That narrative was bitterly disputed by expert interrogator Zvi Aharoni, played in the film by Michael Aronov. Aharoni, who initially identified Ricardo Klement as Eichmann, insisted that Eichmann signed the document for him without resistance and denied that Malkin even spoke German. (Malkin claimed to have communicated with Eichmann in a blend of broken German and Yiddish.)
Team leader Rafi Eitan (Nick Kroll) never wrote an account, but he credited the least inaccurate version to spymaster Isser Harel (Llior Raz).
While I’m listing team members, Mélanie Laurent’s character, anesthesiologist Hanna Elian, is a composite of two real people: the real team’s lone female member, Yehudit Nesiahu, who helped to run the safe houses, and the male doctor, Yonah Eilan, whose task was to sedate Eichmann for transportation when necessary. Because Operation Finale is a Hollywood riff on Malkin’s account, Elian and Malkin have a romantic past.
The film accurately depicts Malkin as an amateur painter, passing time at the safe house creating works with Holocaust motifs. Perhaps he was a good storyteller, too. At any rate, it’s a good story.
Many details, including Eichmann grotesquely reciting the Shema — the affirmation of Jewish faith from Deuteronomy that is one of Judaism’s most important prayers — reflect Malkin’s account, though the context and meaning of these elements often shift in the retelling.
Yet where Malkin agreed with other accounts in depicting Eichmann as a feeble nonentity, Operation Finale makes the exchanges between the prisoner and his captors a powerhouse battle of wits, a cat-and-mouse game in which the identity of cat and mouse is an ever-shifting question.
In Malkin’s telling, Eichmann was so helpless that, after seating him on the toilet, his captors had to order him to relieve himself. In the film, when Eichmann asks permission to use toilet paper, it’s a passive-aggressive power move: He’s forcing his captors to take responsibility for his every action.

AIM 1: Write out the passage on the film Operation Finale word for word.

GIVEN RECORDS:
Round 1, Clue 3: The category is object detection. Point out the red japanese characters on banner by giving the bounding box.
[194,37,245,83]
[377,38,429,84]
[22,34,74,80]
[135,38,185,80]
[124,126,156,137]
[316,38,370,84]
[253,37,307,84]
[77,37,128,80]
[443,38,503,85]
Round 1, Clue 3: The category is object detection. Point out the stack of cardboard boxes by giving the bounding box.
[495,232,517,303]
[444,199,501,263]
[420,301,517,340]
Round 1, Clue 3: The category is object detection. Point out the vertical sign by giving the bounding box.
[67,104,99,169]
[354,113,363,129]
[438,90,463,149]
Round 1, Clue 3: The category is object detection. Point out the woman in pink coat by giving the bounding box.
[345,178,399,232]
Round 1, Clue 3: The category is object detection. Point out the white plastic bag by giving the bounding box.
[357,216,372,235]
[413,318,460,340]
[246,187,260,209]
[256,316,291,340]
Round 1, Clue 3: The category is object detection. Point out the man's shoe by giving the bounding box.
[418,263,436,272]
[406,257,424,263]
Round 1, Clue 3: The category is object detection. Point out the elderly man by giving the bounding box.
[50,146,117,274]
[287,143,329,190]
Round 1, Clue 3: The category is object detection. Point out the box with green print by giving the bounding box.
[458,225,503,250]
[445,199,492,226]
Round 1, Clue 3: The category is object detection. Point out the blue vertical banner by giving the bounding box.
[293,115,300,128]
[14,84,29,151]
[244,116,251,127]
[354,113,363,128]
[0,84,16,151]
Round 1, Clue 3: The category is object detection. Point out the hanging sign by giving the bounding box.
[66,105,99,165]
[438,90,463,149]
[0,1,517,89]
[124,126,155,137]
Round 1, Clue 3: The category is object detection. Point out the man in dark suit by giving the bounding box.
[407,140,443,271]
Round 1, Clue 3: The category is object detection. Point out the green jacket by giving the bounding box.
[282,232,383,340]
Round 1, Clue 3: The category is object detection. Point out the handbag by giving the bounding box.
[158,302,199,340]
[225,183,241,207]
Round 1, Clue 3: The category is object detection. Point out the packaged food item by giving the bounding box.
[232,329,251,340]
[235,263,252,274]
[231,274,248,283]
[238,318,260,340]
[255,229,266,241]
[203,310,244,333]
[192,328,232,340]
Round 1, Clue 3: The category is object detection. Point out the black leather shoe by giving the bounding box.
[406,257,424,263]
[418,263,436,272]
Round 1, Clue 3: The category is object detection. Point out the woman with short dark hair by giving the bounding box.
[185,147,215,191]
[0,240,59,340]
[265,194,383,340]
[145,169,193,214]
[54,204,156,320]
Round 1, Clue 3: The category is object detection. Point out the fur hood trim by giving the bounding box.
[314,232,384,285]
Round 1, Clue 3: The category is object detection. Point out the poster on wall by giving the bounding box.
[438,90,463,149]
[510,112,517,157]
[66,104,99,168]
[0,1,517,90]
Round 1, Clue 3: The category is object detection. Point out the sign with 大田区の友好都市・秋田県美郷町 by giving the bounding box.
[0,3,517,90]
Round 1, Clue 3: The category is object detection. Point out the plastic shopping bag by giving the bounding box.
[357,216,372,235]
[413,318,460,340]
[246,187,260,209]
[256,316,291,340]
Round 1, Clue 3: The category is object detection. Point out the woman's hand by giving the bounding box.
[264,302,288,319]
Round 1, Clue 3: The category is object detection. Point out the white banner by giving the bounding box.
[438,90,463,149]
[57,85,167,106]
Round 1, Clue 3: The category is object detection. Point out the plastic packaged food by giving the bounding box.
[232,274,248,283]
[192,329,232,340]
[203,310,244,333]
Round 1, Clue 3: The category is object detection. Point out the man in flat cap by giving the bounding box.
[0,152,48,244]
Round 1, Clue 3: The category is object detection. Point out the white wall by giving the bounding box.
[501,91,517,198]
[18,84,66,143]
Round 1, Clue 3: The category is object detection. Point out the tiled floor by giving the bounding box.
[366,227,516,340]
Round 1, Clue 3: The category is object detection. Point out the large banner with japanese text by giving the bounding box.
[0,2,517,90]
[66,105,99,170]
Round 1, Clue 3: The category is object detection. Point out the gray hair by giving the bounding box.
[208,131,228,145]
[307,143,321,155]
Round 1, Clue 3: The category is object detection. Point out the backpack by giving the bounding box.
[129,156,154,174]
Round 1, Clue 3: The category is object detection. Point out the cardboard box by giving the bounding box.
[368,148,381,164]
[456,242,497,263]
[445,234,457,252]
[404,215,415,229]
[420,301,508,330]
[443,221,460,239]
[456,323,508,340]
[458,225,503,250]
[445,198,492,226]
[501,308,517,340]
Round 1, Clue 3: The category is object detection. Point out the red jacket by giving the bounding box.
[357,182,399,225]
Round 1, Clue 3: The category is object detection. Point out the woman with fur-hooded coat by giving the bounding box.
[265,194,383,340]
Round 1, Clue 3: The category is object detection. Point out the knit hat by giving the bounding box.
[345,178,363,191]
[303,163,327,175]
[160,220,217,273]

AIM 2: From the records, extract the part that opens with the line containing "floor by giving the bounding box." and closes with the line containing "[357,182,399,225]", including both of those lines, and reproduce it word for word.

TASK ANSWER 1:
That narrative was bitterly disputed by expert interrogator Zvi Aharoni, played in the film by Michael Aronov. Aharoni, who initially identified Ricardo Klement as Eichmann, insisted that Eichmann signed the document for him without resistance and denied that Malkin even spoke German. (Malkin claimed to have communicated with Eichmann in a blend of broken German and Yiddish.)
Team leader Rafi Eitan (Nick Kroll) never wrote an account, but he credited the least inaccurate version to spymaster Isser Harel (Llior Raz).
While I’m listing team members, Mélanie Laurent’s character, anesthesiologist Hanna Elian, is a composite of two real people: the real team’s lone female member, Yehudit Nesiahu, who helped to run the safe houses, and the male doctor, Yonah Eilan, whose task was to sedate Eichmann for transportation when necessary. Because Operation Finale is a Hollywood riff on Malkin’s account, Elian and Malkin have a romantic past.
The film accurately depicts Malkin as an amateur painter, passing time at the safe house creating works with Holocaust motifs. Perhaps he was a good storyteller, too. At any rate, it’s a good story.
Many details, including Eichmann grotesquely reciting the Shema — the affirmation of Jewish faith from Deuteronomy that is one of Judaism’s most important prayers — reflect Malkin’s account, though the context and meaning of these elements often shift in the retelling.
Yet where Malkin agreed with other accounts in depicting Eichmann as a feeble nonentity, Operation Finale makes the exchanges between the prisoner and his captors a powerhouse battle of wits, a cat-and-mouse game in which the identity of cat and mouse is an ever-shifting question.
In Malkin’s telling, Eichmann was so helpless that, after seating him on the toilet, his captors had to order him to relieve himself. In the film, when Eichmann asks permission to use toilet paper, it’s a passive-aggressive power move: He’s forcing his captors to take responsibility for his every action.

TASK ANSWER 2:
Round 1, Clue 3: The category is object detection. Point out the tiled floor by giving the bounding box.
[366,227,516,340]
Round 1, Clue 3: The category is object detection. Point out the large banner with japanese text by giving the bounding box.
[0,2,517,90]
[66,105,99,170]
Round 1, Clue 3: The category is object detection. Point out the gray hair by giving the bounding box.
[208,131,228,145]
[307,143,321,155]
Round 1, Clue 3: The category is object detection. Point out the backpack by giving the bounding box.
[129,156,154,174]
Round 1, Clue 3: The category is object detection. Point out the cardboard box by giving the bounding box.
[368,148,381,164]
[456,242,497,263]
[445,234,457,252]
[404,215,415,229]
[420,301,508,330]
[443,221,460,239]
[456,323,508,340]
[458,225,503,250]
[445,198,492,226]
[501,308,517,340]
Round 1, Clue 3: The category is object detection. Point out the red jacket by giving the bounding box.
[357,182,399,225]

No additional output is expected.